:: Instruction ::
Return every one of the entries below verbatim, without adding, dropping, or altering any line.

>> start

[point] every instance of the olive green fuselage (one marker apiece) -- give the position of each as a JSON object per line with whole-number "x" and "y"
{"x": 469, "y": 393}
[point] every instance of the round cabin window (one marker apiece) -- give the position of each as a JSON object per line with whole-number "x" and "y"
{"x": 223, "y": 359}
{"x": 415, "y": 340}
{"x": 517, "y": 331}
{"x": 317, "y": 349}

>> end

:: Response to the task ::
[point] every instance of the olive green fuselage (one marker apiece) -- give the position of each as a JSON object per line with whole-number "x" and "y"
{"x": 469, "y": 393}
[point] every instance of the round cabin window (one marker apiece) -- give the position of each as a JSON object per line with whole-number "x" and "y"
{"x": 223, "y": 359}
{"x": 415, "y": 340}
{"x": 517, "y": 331}
{"x": 317, "y": 349}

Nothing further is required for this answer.